WORK TO BE COMPLETED: Reproduce the items from the line with "Target: basil leaf" through the last item, requests included, and offset every coordinate in the answers by adding 59 to each number. Leave the pictures out.

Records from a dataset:
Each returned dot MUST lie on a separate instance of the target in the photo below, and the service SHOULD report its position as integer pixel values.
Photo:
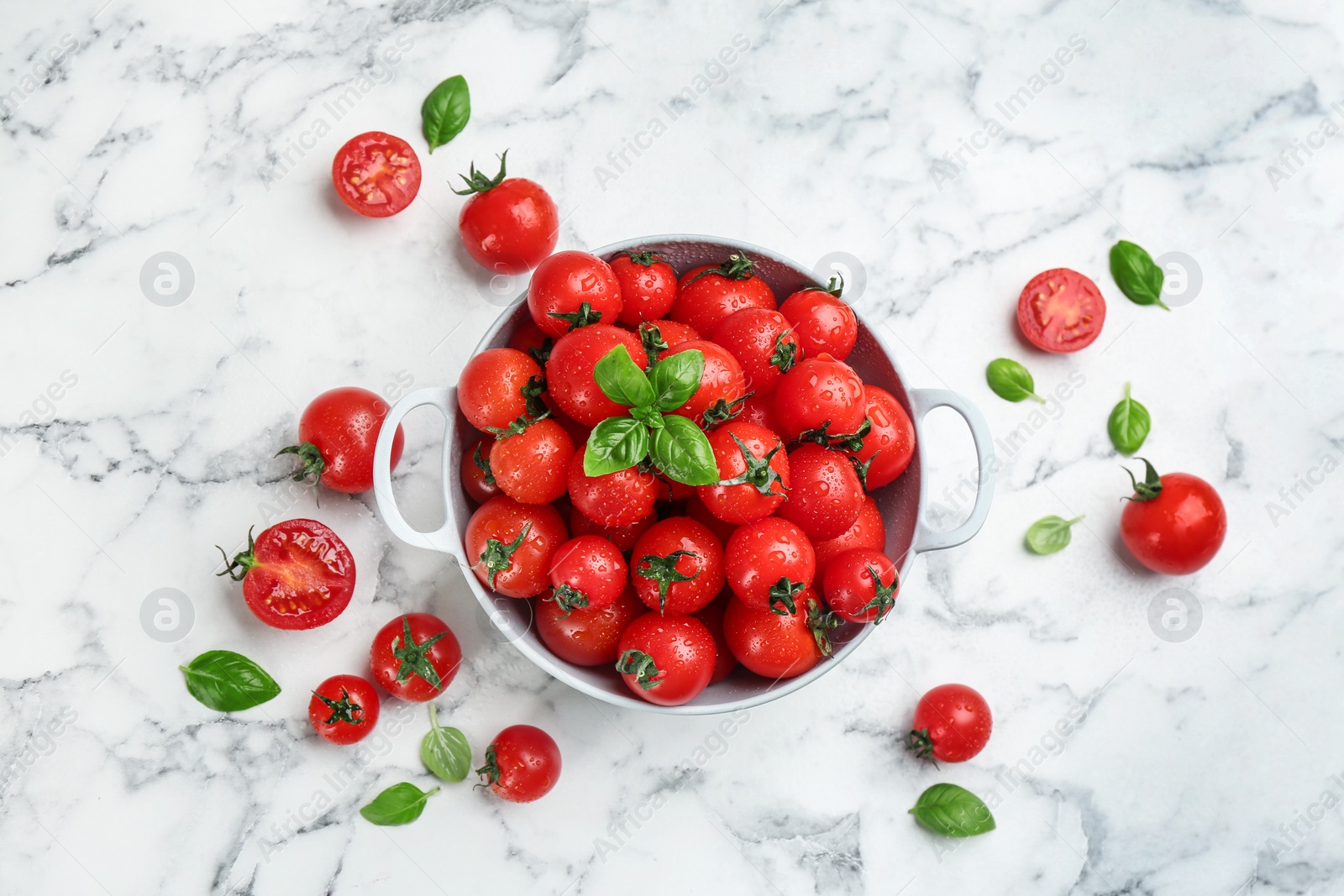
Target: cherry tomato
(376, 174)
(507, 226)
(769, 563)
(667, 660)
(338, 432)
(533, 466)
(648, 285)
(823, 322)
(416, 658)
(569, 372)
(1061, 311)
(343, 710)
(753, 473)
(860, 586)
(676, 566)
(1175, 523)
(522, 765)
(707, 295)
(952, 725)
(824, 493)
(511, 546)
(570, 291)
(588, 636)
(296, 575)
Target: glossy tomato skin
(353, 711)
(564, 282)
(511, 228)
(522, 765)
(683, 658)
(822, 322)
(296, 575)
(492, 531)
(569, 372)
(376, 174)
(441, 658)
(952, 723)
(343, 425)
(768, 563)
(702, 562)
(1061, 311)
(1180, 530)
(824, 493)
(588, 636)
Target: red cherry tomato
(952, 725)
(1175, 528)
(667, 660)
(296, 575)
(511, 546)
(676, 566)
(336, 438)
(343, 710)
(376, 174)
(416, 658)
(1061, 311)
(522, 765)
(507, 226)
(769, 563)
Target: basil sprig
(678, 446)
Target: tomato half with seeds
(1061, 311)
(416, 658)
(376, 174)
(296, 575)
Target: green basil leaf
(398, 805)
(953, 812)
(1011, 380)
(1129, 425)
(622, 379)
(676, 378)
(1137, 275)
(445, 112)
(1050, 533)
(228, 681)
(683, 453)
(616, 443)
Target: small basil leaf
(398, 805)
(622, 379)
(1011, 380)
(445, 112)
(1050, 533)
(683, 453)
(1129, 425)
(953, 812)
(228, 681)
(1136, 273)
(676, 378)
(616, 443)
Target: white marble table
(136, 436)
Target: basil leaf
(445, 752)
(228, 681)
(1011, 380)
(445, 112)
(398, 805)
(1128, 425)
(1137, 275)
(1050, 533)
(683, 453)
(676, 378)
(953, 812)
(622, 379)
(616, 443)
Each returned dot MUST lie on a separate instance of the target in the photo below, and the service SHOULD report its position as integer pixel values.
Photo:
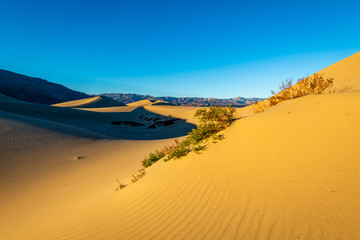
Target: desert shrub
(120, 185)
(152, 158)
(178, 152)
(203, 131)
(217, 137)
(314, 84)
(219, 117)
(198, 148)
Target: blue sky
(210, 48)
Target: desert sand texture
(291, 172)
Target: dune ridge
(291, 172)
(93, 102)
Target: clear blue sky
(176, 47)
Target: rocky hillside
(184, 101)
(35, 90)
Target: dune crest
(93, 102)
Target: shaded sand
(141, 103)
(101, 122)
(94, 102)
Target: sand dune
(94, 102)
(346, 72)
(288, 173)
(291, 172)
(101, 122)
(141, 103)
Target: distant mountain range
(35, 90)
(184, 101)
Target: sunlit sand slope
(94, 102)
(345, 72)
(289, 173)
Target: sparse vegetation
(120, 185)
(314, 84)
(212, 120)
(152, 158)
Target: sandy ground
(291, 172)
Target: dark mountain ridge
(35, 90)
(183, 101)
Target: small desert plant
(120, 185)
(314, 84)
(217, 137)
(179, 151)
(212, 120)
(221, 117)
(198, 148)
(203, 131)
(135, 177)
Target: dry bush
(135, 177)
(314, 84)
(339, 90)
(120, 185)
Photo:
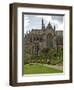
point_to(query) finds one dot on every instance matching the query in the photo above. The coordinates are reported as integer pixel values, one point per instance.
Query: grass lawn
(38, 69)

ANSWER TO THE TASK:
Target: basil leaf
(504, 811)
(287, 740)
(1070, 439)
(504, 171)
(457, 864)
(1187, 484)
(1196, 334)
(1109, 592)
(742, 512)
(735, 437)
(1012, 871)
(681, 438)
(675, 502)
Each returned dot MUST lie on a separate instance of the target in the photo below, and the service SHOULD report its position as integer pixel values.
Photo:
Target: desert shrub
(179, 244)
(211, 217)
(237, 211)
(262, 190)
(276, 196)
(373, 143)
(278, 176)
(257, 207)
Target: blue sky
(269, 107)
Target: desert sand texture
(350, 231)
Target: dune ridge
(350, 231)
(152, 161)
Target: clear blue sky
(235, 106)
Target: rocky hillside
(243, 160)
(94, 149)
Target: dune crest
(152, 161)
Target: shaded sand
(200, 162)
(160, 181)
(153, 161)
Target: sand dune
(153, 161)
(405, 131)
(347, 232)
(350, 231)
(160, 181)
(200, 162)
Target: distant mountain range
(94, 149)
(243, 160)
Target: sunlit sand slope
(153, 161)
(404, 131)
(348, 232)
Target: sparse vegetation
(179, 244)
(373, 143)
(271, 179)
(211, 217)
Target: sandy ground
(350, 231)
Target: dark mountain ridge
(94, 149)
(242, 160)
Target: small desert plant
(179, 244)
(373, 143)
(276, 196)
(238, 210)
(271, 179)
(280, 176)
(257, 207)
(262, 190)
(194, 236)
Target: dry bush
(194, 236)
(373, 143)
(398, 149)
(179, 244)
Photo:
point_to(query) finds one dot on every instance matching the query in the photo above. The coordinates are reported as integer pixel values, one point per instance.
Query: grass lawn
(97, 128)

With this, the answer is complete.